#### [Required work]
[1] Please translate this sentence from the Katie Davis interview into Spanish: "I was maybe a freshman in high school."
[2] Carry on the Katie Davis interview from the point where it stops.

Friday 5: Katie Davis

Originally posted May 18, 2012

Katie Davis is an amazing singer­-songwriter from Seattle who I’ve been a fan of since the early days of Rubyfruit Radio. Her songs are a mix of melancholy and emotion (in a good way!). Add her brilliant voice and you’ve got something truly special.

Recently, Katie started creating greeting cards as a way to finance her music. They’ve gotten rave reviews and are selling like crazy. Go to ilikeyouandnaps.com and check out them out. Zooey Deschanel loves them, shouldn’t you? Also, check out her website where you can download one of her EPs for free.

What was the first concert you ever attended?

I think the first show I went to was Sweetwater at the Paramount Theater in Seattle. I was maybe a freshman in high school. The theater had seats, and my ticket had my seat number on it, so even though there were empty seats up front, I stayed in my seat in the back because I thought I would get in trouble if I moved up.

If you could form a band with 3 other people in it, who would those 3 people be?

Okay, the choices are overwhelming me, so I’m forming a random band:
Mick Jagger, Carrie Brownstein, my sister

THIS BAND IS AWESOME. Also, in this imaginary band, I would like to suddenly know how to play drums.

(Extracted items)
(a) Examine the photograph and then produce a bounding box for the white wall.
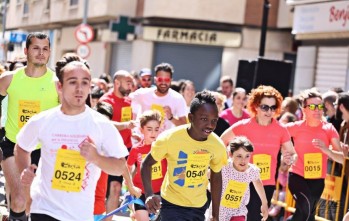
[144,0,246,24]
[293,46,317,94]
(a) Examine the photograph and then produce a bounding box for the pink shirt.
[286,120,339,179]
[219,161,260,221]
[219,108,250,126]
[232,117,291,186]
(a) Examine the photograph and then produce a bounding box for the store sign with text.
[143,27,241,47]
[292,1,349,34]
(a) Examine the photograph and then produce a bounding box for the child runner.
[127,110,167,221]
[219,136,268,221]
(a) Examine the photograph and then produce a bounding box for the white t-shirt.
[219,161,260,221]
[130,87,187,131]
[17,106,128,221]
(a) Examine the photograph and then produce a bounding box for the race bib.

#### [Responses for each task]
[1] Tal vez estaba en primer año de secundaria.

[2]
You have an Etsy shop and your “I Like You and Naps” cards have become quite popular and have been blogged about in countless places. You’ve expanded the selection quite a bit recently. Do you plan on continuing making cards and coming up with new ones? What’s the inspiration behind them?

“I like you and naps” was a simple expression of how much I like naps.
I put up a handful of cards on Etsy, and suddenly I had so many sales I broke my printer and had to shut down my shop for a few days. It turns out naps are very popular.

All my cards are simple expressions of my self or inspired by my friends. “I do not like jobs.” “Love is weird.” “You drink too much.” I just wanted to make something I liked. It makes me happy that other people like them too.

I will definitely continue to make cards! The money I make selling cards helps me to support my music.

Sad songs seem to be your signature. Why sad songs?

I love sad songs. They are my favorite.
I like sad songs that say something beautiful or honest. I like sad songs with hope.

How do you approach your songwriting and where does your inspiration come from?

I think maybe writing songs about things is how I let them go. I write without really thinking about it. I’m not sitting down with a guitar like, “I will write a song about this thing.” I’m just playing and something comes up. I feel like I’m trying to remember the words. I’m always trying to say it more simply, more honestly.

A few months ago, I woke up singing a song from my dream. I rolled over in bed and sang the chorus right into my phone.

Songwriting comes and goes for me. One season, I write a bunch of songs. The next season, nothing comes. When it comes, I get caught up in it. I will play a new song over and over all night.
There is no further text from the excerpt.